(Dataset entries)
....................

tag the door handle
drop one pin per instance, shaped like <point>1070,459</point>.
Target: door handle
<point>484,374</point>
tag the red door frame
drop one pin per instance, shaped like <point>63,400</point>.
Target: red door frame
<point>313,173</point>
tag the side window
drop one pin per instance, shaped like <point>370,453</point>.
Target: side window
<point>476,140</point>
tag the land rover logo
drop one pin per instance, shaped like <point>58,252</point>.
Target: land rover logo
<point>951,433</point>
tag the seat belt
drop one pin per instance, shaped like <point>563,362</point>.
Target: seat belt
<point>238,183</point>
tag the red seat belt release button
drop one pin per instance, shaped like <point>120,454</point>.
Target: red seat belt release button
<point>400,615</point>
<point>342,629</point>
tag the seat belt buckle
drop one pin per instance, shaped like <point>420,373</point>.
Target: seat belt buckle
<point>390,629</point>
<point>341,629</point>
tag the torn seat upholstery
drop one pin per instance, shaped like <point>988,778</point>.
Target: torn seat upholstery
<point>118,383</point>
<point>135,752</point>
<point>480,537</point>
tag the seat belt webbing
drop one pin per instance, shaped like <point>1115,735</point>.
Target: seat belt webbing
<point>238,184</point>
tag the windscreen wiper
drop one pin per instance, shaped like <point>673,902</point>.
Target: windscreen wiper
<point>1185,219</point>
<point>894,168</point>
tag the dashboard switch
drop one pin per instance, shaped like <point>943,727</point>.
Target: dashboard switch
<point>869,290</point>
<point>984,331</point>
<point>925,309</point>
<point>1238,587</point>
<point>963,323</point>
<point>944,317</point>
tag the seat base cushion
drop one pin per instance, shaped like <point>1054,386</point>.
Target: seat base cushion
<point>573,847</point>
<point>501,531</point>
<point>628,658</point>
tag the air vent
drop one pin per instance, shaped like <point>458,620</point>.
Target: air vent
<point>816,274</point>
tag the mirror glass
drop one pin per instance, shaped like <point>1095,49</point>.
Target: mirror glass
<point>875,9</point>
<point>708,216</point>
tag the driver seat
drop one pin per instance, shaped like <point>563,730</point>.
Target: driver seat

....................

Repeat all of the records above exactly as they appear.

tag the door handle
drop one pin per instance, shaped like <point>1070,459</point>.
Target: door handle
<point>484,374</point>
tag the red door frame
drop one pin per instance, shaped like <point>63,400</point>.
Target: red door frame
<point>313,173</point>
tag the side window
drop one pin per instance, shaped like <point>370,453</point>.
Target: side window
<point>476,140</point>
tag the land rover logo
drop one pin per instance, shaped like <point>58,252</point>.
Target: land rover logo
<point>951,433</point>
tag the seat belt
drop one pin per instance, shaped like <point>563,362</point>.
Target: seat belt
<point>238,183</point>
tag the red seat belt release button
drop one pin per instance, shaped like <point>120,454</point>.
Target: red seat belt release button
<point>400,615</point>
<point>342,629</point>
tag the seat belt buckle
drop one pin per instance, shaped like <point>420,373</point>.
Target: seat belt buckle
<point>390,629</point>
<point>341,629</point>
tag the torn seat upholstery
drop one pin per instance, shaped like <point>988,778</point>.
Target: torn seat upholstery
<point>118,383</point>
<point>135,752</point>
<point>480,537</point>
tag the seat belt webbing
drop one pin per instance, shaped like <point>1115,735</point>.
Target: seat belt webbing
<point>238,184</point>
tag the windscreen wiper
drop one pin per instance, shaped like <point>673,902</point>.
Target: windscreen wiper
<point>1185,219</point>
<point>894,168</point>
tag the dashboard switch
drop one pin per instance, shaped like <point>943,727</point>.
Target: dashboard switch
<point>869,290</point>
<point>984,331</point>
<point>925,309</point>
<point>1238,587</point>
<point>963,323</point>
<point>944,317</point>
tag the seat base cushion
drop one pin per instance, shaped like <point>1054,386</point>.
Target: seat base cushion
<point>573,847</point>
<point>501,531</point>
<point>628,658</point>
tag the air vent
drop one pin per instance, shaped like <point>458,620</point>.
Target: air vent
<point>816,274</point>
tag the mirror glass
drop one pin per instance, shaped like <point>1095,49</point>.
Target: mirror glass
<point>875,9</point>
<point>708,216</point>
tag the driver seat
drop one pin per instance, shaped like <point>563,730</point>.
Target: driver seat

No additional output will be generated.